[Action item]
Copy out the lines of the records below, and only those lines, from the one with "Target: calm water" through the one with "Where can the grass be", exactly as they appear.

Stored data:
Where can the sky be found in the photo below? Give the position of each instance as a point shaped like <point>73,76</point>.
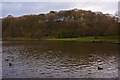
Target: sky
<point>22,7</point>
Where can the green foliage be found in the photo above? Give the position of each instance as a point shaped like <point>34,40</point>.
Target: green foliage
<point>64,24</point>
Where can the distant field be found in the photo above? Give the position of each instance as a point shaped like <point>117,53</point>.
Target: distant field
<point>90,39</point>
<point>115,39</point>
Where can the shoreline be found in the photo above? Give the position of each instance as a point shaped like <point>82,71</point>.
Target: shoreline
<point>108,39</point>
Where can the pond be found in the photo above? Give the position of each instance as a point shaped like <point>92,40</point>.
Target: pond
<point>59,59</point>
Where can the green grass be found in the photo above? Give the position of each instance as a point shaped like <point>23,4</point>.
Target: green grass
<point>115,38</point>
<point>90,39</point>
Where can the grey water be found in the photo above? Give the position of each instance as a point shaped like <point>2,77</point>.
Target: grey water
<point>59,59</point>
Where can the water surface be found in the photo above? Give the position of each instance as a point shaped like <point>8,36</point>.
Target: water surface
<point>59,59</point>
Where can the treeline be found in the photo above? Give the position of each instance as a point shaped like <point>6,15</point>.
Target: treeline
<point>62,24</point>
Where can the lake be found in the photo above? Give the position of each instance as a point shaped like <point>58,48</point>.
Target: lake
<point>59,59</point>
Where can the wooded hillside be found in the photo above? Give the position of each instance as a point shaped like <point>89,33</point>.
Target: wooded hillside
<point>62,24</point>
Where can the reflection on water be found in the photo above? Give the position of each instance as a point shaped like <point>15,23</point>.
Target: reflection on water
<point>59,59</point>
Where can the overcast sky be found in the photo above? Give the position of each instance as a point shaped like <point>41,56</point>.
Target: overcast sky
<point>20,7</point>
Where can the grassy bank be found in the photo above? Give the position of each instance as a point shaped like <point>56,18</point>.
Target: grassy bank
<point>90,39</point>
<point>81,39</point>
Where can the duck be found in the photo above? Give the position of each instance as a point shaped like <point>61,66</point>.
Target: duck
<point>10,64</point>
<point>6,59</point>
<point>99,68</point>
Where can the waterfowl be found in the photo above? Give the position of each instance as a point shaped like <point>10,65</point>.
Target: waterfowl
<point>99,68</point>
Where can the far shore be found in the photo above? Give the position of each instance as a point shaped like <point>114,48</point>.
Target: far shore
<point>113,39</point>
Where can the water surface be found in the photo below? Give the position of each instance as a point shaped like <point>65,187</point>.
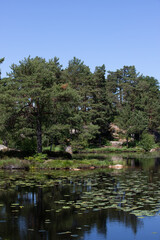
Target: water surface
<point>96,204</point>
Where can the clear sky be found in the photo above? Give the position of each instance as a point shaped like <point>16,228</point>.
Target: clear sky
<point>110,32</point>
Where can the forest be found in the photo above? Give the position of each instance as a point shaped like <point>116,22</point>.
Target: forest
<point>43,104</point>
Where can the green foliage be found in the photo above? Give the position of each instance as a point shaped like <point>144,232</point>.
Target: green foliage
<point>27,145</point>
<point>37,158</point>
<point>54,106</point>
<point>147,141</point>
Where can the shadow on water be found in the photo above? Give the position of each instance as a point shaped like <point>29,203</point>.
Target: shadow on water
<point>68,205</point>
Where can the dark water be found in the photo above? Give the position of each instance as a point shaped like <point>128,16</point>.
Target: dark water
<point>89,205</point>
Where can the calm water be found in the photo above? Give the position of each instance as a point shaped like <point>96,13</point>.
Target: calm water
<point>89,205</point>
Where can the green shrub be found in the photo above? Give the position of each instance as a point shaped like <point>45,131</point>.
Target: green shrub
<point>147,141</point>
<point>37,158</point>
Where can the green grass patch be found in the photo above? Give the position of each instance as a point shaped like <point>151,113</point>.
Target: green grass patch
<point>11,163</point>
<point>113,149</point>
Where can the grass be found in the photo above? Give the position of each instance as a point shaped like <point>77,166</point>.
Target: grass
<point>113,149</point>
<point>13,163</point>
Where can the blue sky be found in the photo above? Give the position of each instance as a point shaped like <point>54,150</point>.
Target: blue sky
<point>110,32</point>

[Output of the exercise]
Target: calm water
<point>89,205</point>
Where can the green shrub be found in the photo above? Give the position of each instance as a point shaped like <point>45,131</point>.
Target: green shrub
<point>147,141</point>
<point>37,158</point>
Where can the green grass patch be found in the photo above? Give the position of each instance as a point shaped like <point>151,113</point>.
Target: green grass patch
<point>11,163</point>
<point>113,149</point>
Where can the grass be found in the photo above? Give the position of each instance as a point shaped like <point>77,166</point>.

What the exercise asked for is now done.